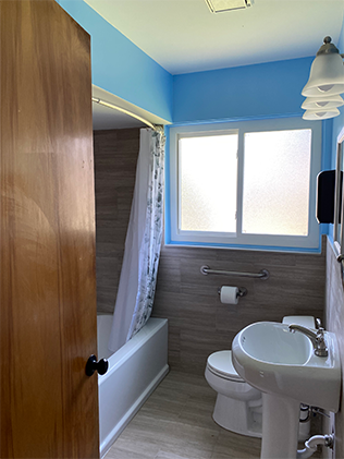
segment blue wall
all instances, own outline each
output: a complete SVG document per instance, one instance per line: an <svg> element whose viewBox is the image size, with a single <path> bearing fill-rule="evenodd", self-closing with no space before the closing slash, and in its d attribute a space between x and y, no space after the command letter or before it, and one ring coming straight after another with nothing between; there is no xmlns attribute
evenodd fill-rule
<svg viewBox="0 0 344 459"><path fill-rule="evenodd" d="M314 58L173 77L173 121L300 116L300 95Z"/></svg>
<svg viewBox="0 0 344 459"><path fill-rule="evenodd" d="M83 0L58 0L91 36L93 83L172 121L172 75Z"/></svg>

==========

Copy every line of the material above word for word, leaving out the pictures.

segment blue wall
all instances, own outline each
output: a complete SVG document per instance, one instance per line: an <svg> element whose viewBox is the image size, with a single <path> bearing fill-rule="evenodd", self-closing with no space before the closing slash, and in its d attribute a space between x and y, no space after the command letter or before it, and one ring coming straight after another with nothing between; there is no xmlns attribute
evenodd fill-rule
<svg viewBox="0 0 344 459"><path fill-rule="evenodd" d="M314 58L173 77L173 121L300 116L300 95Z"/></svg>
<svg viewBox="0 0 344 459"><path fill-rule="evenodd" d="M83 0L58 0L91 36L93 83L172 121L172 75Z"/></svg>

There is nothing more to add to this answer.